**GIVEN PASSAGE:**
.....
- Daily Zen
Botox Company sells controlling stake for $1.5 billion.
South Korea’s pharmaceutical company Hugel revealed that its largest investor, private equity group Bain Capital, sold its controlling stake in the company to a consortium of investors for $1.5 billion.
The deal, one of the largest aesthetics transactions in Asia, is worth around $1.5 billion, including convertible bonds, Seoul-based Hugel said in a statement. Hugel, founded in 2001, is South Korea’s biggest producer of botulinum toxin or botox used as a cosmetics procedure to iron out wrinkles.
The consortium bought Bain’s 46.9 per cent equity interest and was led by Singapore’s CBC Group, Abu Dhabi sovereign wealth fund Mubadala, Korean family-controlled conglomerate GS Holdings and local private equity fund IMM Investment.
The announcement led to a 7.6 per cent fall in Hugel shares in Seoul on Wednesday, but they were still up more than 10 per cent this year. “Bain’s exit has fueled concerns about Hugel’s expansion abroad, including the US market,” said Albert Yong, managing director at Petra Capital Management, a Seoul-based hedge fund that is invested in Hugel. “The price tag seems expensive, considering such concerns.”
The Singapore-based CBC invests across sectors, including biopharmaceuticals, med-tech and services, and Hugel is its first foray into medical aesthetics. “This marks the beginning of CBC’s journey into the global medical aesthetics sector, in addition to our current pharma, med-tech and services exposure,” the firm’s Managing Director Michael Keyoung said in a statement.
Bain had invested $816 million in the company in 2017; the stake sale has been a lucrative deal for it.
The pandemic has seen demand for cosmetology procedures go up, and there is a local demand and rising popularity globally for beauty-focused medical products. Seoul is known as the Asian hub for plastic surgery. One in three South Korean women in their 20s has had cosmetic surgery. According to industry experts, the coronavirus pandemic has further boosted the popularity of plastic surgery as homebound people felt free to indulge in their desire for perfect facial features with ample time to recuperate from post-surgery bandages.
.....
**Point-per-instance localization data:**
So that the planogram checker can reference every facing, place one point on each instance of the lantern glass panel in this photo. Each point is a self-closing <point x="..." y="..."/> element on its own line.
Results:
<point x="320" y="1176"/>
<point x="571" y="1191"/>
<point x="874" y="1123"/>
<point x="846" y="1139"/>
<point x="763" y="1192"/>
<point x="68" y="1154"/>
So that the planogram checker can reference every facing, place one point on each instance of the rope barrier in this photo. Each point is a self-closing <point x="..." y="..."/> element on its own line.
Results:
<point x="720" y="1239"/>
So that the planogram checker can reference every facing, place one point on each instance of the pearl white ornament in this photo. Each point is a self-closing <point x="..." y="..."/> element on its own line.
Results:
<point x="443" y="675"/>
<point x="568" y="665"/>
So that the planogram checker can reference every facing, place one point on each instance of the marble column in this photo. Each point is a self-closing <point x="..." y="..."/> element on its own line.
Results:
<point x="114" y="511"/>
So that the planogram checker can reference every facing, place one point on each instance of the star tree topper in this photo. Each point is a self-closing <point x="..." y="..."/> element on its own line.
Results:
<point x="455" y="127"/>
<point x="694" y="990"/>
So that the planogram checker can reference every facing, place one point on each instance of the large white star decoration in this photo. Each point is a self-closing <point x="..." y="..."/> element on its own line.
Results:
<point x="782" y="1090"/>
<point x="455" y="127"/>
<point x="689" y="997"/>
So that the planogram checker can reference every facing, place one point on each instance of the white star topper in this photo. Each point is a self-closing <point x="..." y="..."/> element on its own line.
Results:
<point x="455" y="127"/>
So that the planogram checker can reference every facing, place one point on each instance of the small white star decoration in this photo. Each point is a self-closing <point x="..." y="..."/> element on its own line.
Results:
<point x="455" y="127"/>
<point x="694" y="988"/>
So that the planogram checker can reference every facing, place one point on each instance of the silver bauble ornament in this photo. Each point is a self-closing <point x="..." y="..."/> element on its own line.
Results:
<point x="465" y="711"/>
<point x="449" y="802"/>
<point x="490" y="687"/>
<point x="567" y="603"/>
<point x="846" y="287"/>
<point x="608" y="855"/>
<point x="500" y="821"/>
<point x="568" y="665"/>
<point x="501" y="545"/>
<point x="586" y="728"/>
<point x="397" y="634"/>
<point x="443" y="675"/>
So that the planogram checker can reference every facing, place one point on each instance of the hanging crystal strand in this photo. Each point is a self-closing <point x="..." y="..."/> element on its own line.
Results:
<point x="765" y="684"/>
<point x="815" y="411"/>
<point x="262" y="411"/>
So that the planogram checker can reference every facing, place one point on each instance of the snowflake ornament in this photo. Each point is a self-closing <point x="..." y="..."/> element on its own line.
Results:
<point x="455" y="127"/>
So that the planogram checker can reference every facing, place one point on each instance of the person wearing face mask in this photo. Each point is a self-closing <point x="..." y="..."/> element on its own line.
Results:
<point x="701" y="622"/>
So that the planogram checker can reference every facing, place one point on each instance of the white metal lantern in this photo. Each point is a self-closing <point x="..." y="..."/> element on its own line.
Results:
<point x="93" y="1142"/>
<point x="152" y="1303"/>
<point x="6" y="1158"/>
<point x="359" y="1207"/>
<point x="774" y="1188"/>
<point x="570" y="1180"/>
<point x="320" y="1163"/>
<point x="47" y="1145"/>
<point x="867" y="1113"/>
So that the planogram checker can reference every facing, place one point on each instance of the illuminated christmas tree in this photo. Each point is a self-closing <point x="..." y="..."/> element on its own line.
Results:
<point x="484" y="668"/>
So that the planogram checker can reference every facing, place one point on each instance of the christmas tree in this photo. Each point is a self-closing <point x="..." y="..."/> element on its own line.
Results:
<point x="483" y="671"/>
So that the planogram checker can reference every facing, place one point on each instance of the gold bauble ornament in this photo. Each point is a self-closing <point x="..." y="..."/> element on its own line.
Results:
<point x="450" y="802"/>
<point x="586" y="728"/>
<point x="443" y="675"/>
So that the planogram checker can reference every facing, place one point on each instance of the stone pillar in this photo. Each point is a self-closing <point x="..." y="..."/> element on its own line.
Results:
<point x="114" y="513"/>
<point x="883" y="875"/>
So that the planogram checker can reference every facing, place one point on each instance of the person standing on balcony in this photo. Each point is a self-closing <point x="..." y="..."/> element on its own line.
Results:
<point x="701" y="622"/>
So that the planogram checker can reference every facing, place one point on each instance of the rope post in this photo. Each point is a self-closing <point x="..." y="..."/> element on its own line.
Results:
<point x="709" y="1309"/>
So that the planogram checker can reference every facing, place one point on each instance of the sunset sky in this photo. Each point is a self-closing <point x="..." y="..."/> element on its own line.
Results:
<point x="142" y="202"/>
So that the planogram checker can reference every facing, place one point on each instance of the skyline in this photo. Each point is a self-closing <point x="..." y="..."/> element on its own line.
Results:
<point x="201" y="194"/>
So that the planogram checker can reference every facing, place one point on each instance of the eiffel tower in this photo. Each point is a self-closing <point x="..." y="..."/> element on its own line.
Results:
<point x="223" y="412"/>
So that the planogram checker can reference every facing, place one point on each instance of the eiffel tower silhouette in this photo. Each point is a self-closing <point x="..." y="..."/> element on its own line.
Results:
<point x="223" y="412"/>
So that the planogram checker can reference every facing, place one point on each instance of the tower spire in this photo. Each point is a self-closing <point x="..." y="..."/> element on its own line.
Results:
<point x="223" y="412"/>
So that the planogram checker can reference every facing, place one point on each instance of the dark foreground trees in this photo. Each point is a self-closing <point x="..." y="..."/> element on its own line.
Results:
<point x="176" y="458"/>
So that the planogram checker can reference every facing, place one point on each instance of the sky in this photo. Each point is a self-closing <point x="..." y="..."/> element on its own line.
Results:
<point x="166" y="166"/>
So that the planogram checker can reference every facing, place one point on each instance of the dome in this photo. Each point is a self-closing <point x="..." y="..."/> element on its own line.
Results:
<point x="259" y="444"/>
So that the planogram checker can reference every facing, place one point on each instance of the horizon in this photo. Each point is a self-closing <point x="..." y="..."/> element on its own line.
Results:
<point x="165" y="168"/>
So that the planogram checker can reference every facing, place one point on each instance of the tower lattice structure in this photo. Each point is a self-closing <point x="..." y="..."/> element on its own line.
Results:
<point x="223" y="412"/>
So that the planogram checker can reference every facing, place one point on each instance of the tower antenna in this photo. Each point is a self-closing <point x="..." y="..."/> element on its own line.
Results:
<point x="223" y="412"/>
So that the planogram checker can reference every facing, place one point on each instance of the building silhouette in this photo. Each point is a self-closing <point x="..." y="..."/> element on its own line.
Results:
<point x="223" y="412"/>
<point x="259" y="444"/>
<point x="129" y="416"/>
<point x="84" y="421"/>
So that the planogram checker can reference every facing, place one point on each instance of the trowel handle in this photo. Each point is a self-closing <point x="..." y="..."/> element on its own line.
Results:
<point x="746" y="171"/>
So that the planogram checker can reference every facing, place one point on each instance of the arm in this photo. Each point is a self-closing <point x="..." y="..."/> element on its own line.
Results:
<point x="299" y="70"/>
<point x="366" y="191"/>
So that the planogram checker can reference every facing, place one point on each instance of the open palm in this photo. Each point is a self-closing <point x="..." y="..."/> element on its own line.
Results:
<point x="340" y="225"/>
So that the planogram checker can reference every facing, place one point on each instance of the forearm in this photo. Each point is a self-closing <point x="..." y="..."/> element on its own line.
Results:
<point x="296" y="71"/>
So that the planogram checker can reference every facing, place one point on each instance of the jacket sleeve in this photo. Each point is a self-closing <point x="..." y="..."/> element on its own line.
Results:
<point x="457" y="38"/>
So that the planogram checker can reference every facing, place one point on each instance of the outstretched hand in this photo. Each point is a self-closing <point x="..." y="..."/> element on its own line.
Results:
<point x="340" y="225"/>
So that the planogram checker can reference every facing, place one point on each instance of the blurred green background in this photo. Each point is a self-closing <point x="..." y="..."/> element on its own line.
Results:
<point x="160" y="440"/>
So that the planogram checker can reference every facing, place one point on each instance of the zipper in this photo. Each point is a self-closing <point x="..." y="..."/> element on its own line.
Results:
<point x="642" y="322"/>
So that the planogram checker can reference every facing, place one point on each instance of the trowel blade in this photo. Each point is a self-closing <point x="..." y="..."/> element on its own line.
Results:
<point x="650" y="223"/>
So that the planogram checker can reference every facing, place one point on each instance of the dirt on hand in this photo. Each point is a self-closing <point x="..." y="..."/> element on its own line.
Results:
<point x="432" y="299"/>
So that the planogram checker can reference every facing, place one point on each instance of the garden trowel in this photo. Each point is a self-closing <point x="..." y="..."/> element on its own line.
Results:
.....
**USING THE INFORMATION:**
1 - Repeat the part of the Hugel article starting with "The deal, one" and going on through "iron out wrinkles.", switching "convertible bonds" to "convertible notes".
2 - Please give the size of the equity interest that Bain sold, as stated in the Hugel article.
3 - Extend the article on the Hugel stake sale beyond its last sentence.

**RESULTS:**
1 -
The deal, one of the largest aesthetics transactions in Asia, is worth around $1.5 billion, including convertible notes, Seoul-based Hugel said in a statement. Hugel, founded in 2001, is South Korea’s biggest producer of botulinum toxin or botox used as a cosmetics procedure to iron out wrinkles.

2 - 46.9 per cent

3 -
Hugel’s botox product is known as ‘Letybo’. It got Chinese drug regulatory approval in October 2020. China’s aesthetic medicine market is expected to touch $5 billion in revenue by 2023, according to a Deloitte report. Letybo is the fourth Botox product approved by China, Hong Kong-listed Sihuan Pharmaceutical Holdings is currently the sole agent for Letybo in China.
Hugel reported record earnings in 2020, with its operating profit increasing 15 percent to Won78.2 billion ($670 million) on sales of Won211 billion. Botox and facial fillers accounted for more than 90 per cent of the company’s sales, with 37 per cent operating profit margin. Hugel sells its Botox products in 28 countries in south-east Asia and Latin America.
Last October, it became the first South Korean company to receive Chinese approval to sell Botox products in the world’s second-biggest economy. It is one of four foreign companies selling Botox in China. Hugel set up a Chinese subsidiary in Shanghai in March to boost its expansion in the country, where analysts estimated the Botox market was worth about $857 million. Hugel is aiming to grab 30 per cent of the fast-growing Chinese market. It is also seeking approval from health authorities in Europe and the US to enter both markets, which combined account for about 70 per cent of global Botox sales. Seo Mi-hwa, analyst at brokerage Yuanta Securities, expected Botox sales in China and other markets to increase in the second half of the year as lockdowns eased. She forecast that Hugel would earn EU approval for its Botox products this year and get the green light from the US in 2022.